Task directions:
Lines before the one containing "Ground gallery wall" are excluded; print that line and every line after it through the end of the material below, exactly.

Working data:

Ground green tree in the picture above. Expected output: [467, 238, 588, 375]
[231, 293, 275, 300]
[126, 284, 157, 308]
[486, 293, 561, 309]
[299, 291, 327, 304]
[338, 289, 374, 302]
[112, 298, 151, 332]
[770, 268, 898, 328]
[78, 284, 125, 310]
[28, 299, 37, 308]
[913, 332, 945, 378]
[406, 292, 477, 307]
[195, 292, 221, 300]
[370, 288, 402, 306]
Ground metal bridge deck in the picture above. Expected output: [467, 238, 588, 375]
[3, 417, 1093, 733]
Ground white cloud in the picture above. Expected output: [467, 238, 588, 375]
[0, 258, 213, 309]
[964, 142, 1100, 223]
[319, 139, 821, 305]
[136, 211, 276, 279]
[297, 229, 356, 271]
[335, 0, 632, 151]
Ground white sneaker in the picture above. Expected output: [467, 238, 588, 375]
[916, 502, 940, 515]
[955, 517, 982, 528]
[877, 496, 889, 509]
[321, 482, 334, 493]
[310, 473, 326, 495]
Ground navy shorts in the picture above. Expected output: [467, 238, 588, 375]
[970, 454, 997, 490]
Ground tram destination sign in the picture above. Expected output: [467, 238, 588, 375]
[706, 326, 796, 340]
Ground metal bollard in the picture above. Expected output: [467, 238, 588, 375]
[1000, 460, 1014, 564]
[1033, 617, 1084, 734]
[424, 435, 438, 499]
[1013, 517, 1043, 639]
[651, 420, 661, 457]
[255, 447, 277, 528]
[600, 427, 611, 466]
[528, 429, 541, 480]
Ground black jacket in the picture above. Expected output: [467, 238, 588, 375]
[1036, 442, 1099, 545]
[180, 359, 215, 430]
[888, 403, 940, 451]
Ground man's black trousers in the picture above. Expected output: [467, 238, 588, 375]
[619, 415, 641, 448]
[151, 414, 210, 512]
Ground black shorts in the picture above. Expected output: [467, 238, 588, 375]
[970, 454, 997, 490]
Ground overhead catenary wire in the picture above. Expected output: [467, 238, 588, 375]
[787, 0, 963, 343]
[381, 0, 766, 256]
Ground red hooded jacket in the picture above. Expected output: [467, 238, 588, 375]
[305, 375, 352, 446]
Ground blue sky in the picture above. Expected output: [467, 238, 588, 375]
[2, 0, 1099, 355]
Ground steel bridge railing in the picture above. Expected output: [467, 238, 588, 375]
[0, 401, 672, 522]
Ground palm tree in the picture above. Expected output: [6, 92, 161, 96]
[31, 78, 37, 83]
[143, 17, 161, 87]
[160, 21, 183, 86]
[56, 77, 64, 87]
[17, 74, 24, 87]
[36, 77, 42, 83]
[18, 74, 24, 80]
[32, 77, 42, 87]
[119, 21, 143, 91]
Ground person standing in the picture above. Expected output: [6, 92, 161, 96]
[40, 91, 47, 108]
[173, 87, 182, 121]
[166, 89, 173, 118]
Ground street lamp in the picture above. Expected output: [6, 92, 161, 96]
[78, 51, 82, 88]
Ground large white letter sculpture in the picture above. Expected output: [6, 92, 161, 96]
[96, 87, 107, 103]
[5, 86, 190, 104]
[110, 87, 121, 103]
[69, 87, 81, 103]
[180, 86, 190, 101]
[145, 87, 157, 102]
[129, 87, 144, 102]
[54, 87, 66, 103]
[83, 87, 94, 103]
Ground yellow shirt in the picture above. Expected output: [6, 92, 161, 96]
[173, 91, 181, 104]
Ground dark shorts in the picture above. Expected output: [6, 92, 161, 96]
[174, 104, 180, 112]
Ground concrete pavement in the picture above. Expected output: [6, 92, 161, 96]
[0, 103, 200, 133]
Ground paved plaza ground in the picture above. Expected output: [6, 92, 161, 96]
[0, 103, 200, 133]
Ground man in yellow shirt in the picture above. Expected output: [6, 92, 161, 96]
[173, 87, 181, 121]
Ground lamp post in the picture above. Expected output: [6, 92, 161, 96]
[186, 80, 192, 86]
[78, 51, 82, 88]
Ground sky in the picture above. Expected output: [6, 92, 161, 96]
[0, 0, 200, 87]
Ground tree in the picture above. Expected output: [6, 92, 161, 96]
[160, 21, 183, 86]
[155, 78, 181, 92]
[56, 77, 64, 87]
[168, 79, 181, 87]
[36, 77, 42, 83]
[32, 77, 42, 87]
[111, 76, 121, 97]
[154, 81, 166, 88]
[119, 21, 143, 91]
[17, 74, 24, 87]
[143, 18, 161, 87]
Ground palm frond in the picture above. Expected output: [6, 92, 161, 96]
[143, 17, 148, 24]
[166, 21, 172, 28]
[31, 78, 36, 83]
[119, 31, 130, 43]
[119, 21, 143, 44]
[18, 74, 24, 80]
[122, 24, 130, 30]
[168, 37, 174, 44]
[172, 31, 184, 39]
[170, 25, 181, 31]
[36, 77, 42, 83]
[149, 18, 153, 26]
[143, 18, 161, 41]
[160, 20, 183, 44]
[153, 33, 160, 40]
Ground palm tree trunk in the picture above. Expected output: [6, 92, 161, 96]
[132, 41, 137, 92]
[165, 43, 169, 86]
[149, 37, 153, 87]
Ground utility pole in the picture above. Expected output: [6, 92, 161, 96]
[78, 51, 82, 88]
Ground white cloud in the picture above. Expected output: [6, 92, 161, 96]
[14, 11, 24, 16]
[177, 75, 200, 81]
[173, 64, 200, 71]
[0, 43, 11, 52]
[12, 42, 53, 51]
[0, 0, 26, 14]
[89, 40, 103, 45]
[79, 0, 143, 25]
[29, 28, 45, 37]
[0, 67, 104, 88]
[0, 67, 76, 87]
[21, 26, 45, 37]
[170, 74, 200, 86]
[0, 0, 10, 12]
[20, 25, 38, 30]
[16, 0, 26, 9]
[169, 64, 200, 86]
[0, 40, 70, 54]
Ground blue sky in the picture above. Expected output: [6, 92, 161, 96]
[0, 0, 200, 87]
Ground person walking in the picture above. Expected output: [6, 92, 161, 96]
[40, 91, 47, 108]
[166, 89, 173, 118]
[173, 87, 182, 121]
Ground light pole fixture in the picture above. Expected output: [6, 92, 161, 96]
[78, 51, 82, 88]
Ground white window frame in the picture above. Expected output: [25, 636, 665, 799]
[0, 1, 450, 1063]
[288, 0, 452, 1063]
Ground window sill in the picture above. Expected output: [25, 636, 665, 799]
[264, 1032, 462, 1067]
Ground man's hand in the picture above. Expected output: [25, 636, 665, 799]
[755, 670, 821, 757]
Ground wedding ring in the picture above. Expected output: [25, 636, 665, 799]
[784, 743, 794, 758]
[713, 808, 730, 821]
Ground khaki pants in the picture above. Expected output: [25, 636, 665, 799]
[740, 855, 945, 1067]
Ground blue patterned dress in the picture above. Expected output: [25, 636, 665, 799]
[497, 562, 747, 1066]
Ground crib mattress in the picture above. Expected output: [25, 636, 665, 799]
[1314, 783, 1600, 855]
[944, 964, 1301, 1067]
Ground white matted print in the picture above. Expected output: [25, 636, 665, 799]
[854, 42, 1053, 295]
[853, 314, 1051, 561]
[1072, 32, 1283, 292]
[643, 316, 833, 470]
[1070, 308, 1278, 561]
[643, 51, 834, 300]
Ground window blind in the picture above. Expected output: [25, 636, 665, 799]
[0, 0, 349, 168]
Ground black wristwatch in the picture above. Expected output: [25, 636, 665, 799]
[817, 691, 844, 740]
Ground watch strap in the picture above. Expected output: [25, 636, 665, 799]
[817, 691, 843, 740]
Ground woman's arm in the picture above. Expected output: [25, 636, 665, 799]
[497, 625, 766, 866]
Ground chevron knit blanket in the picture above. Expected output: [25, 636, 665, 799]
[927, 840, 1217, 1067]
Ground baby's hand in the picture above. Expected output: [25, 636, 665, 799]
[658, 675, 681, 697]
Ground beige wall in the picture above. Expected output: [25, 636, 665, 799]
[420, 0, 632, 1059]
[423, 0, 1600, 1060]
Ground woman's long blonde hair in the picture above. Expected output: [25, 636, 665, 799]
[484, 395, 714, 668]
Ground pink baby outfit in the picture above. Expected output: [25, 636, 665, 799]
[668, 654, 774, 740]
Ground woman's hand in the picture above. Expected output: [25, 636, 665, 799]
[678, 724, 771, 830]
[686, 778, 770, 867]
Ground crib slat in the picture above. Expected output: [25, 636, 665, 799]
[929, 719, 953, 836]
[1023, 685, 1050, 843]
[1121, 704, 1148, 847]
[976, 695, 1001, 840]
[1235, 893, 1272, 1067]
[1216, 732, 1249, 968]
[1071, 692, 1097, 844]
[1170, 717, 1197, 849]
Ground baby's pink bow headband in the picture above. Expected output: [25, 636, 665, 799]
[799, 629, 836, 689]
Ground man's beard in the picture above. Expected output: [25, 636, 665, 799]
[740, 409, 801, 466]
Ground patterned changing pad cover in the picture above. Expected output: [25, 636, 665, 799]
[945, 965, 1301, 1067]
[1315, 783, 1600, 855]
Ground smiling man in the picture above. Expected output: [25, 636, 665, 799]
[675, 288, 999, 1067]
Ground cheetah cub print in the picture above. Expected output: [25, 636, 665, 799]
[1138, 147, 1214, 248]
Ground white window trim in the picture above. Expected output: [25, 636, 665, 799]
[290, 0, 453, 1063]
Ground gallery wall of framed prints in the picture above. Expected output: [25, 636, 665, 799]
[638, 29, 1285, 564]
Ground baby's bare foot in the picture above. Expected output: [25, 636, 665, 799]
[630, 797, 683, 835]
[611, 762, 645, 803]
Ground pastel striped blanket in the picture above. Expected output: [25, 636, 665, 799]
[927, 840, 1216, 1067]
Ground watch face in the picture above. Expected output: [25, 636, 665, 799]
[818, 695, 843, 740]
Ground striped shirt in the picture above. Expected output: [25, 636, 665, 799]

Response to the task:
Ground gallery wall of framed prints in the picture above. Expected output: [25, 636, 665, 799]
[638, 29, 1285, 564]
Ground baby's bare foot in the picture above. Expected output: [25, 636, 665, 799]
[630, 797, 683, 835]
[611, 762, 645, 803]
Ground pastel striped blanket in the picture above. Expected output: [25, 636, 665, 799]
[927, 840, 1216, 1067]
Ground watch face in the picture above. Expected output: [25, 636, 665, 799]
[818, 695, 843, 740]
Ground striped shirt in the picture above. Expected output: [25, 636, 665, 799]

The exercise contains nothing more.